* **TASK GOAL**: Your task is to reproduce exactly the lines from the line with "Target: metal chair" through the end of the records below.

START STORED DATA

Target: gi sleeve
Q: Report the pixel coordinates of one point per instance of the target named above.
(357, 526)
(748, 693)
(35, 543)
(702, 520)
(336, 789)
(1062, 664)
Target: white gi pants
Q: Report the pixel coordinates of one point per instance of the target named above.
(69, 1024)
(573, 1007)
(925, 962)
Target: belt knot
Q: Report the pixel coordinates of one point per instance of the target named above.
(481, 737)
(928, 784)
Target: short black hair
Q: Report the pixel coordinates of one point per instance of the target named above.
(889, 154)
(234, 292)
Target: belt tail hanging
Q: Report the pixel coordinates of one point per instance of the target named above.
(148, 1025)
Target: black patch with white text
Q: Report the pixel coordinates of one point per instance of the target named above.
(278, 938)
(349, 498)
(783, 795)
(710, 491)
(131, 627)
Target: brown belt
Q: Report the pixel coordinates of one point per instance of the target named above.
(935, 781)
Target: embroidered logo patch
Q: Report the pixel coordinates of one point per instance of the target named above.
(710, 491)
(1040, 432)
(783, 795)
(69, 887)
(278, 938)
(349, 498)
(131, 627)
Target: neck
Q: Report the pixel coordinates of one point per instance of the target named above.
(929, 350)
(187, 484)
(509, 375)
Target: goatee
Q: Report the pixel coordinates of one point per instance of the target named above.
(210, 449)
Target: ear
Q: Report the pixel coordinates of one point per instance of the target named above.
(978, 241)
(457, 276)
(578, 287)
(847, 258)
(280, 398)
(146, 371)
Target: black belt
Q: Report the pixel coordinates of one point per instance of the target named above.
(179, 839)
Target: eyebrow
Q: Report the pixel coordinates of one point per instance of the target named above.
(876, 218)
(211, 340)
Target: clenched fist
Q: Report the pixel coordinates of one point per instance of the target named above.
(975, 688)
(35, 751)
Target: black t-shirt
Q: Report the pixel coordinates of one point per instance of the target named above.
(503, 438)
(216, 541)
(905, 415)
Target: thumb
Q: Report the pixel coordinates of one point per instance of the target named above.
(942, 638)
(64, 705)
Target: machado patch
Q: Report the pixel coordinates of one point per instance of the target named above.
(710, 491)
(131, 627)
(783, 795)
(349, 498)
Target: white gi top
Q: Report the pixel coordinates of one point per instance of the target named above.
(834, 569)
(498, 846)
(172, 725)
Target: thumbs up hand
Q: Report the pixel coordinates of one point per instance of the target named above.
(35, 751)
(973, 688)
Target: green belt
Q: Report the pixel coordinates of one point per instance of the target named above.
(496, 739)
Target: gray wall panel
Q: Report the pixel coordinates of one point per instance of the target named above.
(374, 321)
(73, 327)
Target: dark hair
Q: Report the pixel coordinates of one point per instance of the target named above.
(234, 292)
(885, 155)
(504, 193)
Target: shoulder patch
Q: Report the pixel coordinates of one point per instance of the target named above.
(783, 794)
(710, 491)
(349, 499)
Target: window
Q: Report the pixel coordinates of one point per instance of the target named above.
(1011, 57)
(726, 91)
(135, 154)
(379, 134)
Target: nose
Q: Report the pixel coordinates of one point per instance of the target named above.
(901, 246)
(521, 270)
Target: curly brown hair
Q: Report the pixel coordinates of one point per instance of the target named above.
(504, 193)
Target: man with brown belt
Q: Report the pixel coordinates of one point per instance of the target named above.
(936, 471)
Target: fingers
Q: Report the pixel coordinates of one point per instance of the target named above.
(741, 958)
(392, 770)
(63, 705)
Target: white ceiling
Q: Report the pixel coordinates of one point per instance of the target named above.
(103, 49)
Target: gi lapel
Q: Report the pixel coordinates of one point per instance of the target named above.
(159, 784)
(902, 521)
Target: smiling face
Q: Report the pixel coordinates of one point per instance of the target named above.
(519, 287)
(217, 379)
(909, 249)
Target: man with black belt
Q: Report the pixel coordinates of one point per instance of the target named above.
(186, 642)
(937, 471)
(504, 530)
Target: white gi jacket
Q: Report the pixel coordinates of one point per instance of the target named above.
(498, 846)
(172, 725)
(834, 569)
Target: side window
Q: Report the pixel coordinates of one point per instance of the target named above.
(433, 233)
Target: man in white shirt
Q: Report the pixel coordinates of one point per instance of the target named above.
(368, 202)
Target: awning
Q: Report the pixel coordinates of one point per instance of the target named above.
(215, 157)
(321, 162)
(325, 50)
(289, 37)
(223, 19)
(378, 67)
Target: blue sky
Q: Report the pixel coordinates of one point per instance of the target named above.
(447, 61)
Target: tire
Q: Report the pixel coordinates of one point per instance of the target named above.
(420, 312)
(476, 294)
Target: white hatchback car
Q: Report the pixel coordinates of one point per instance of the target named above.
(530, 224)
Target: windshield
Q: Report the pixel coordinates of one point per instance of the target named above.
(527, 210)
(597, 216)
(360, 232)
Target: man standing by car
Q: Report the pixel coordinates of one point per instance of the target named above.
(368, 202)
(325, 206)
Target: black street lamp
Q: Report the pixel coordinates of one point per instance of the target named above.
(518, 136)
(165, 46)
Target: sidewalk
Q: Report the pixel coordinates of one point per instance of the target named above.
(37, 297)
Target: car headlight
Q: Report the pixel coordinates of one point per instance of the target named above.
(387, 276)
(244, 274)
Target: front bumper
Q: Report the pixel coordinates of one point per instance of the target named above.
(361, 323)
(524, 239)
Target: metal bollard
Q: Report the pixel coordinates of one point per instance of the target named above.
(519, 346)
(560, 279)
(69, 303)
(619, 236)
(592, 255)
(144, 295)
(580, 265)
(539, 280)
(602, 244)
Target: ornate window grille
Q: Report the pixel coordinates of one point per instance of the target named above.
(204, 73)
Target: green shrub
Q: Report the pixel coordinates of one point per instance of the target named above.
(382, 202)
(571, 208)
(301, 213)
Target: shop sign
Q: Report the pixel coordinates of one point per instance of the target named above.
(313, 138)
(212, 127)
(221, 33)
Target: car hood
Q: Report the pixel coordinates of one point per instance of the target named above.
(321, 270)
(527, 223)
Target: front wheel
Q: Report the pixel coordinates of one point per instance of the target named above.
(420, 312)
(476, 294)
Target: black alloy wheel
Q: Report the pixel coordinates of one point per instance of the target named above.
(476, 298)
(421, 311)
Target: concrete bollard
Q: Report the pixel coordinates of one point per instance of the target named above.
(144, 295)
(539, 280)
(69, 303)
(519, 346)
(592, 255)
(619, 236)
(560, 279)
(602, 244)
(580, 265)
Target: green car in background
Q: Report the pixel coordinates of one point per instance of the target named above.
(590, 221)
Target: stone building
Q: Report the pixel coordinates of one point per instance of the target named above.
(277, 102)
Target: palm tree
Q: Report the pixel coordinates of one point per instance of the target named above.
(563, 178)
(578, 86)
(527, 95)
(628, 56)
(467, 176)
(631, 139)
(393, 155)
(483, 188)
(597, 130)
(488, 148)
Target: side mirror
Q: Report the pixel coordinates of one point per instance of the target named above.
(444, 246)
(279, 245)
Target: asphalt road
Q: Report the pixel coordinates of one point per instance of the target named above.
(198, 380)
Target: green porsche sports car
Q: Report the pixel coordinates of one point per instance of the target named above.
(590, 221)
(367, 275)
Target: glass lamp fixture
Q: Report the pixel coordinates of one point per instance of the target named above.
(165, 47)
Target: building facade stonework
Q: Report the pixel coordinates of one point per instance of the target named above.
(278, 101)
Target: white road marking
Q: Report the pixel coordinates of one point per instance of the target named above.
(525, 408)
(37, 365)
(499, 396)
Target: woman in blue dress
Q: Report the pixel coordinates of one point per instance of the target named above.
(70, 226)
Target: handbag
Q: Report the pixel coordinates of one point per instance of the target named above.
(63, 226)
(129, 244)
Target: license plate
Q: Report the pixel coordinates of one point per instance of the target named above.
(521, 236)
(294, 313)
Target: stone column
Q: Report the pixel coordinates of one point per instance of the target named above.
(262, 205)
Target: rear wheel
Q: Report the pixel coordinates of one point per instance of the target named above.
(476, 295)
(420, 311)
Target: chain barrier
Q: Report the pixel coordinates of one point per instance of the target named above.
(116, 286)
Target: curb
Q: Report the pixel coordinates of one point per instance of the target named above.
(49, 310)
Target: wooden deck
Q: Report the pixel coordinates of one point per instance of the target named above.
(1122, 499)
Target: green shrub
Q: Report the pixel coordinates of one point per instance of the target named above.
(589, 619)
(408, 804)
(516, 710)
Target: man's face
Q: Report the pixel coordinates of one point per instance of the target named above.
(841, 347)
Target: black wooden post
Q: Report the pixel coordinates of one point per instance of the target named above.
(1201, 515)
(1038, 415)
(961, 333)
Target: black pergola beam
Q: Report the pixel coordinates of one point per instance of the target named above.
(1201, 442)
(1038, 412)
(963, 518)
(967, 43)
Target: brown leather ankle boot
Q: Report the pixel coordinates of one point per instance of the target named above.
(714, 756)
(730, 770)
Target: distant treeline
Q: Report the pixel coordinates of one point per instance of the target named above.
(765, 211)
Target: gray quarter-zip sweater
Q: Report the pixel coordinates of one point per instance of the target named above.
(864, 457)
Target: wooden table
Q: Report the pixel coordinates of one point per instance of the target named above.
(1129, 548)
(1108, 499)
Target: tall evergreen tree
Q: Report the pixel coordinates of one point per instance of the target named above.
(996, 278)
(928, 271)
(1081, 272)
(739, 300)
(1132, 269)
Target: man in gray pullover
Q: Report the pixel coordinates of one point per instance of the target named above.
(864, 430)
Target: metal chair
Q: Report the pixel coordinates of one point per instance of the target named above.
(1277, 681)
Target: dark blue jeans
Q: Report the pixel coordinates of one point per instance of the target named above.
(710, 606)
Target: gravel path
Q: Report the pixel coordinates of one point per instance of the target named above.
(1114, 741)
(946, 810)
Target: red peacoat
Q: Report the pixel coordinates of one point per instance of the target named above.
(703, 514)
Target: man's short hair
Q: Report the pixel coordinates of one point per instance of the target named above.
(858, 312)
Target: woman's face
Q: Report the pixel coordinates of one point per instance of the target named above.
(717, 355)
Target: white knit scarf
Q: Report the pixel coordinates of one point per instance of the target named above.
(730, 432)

END STORED DATA

* **RESPONSE TO THIS EXERCISE**:
Target: metal chair
Q: Report the pixel coordinates of one point per instance of the target named above.
(1277, 681)
Target: dark blue jeans
Q: Report the pixel coordinates of one point per instance of the target named above.
(710, 606)
Target: gravel path
Q: Report the pixel coordinates of one point per instance of the target named above.
(1114, 741)
(946, 810)
Target: red peacoat
Q: Report the pixel coordinates of one point per instance of the target named above.
(703, 514)
Target: man's short hair
Q: Report the pixel coordinates of one point per instance of the target named above.
(858, 312)
Target: woman's face
Q: Report the pixel coordinates of one point per instance of the target named above.
(717, 355)
Target: white knit scarf
Q: Report the pixel coordinates of one point per instance of the target named above.
(730, 432)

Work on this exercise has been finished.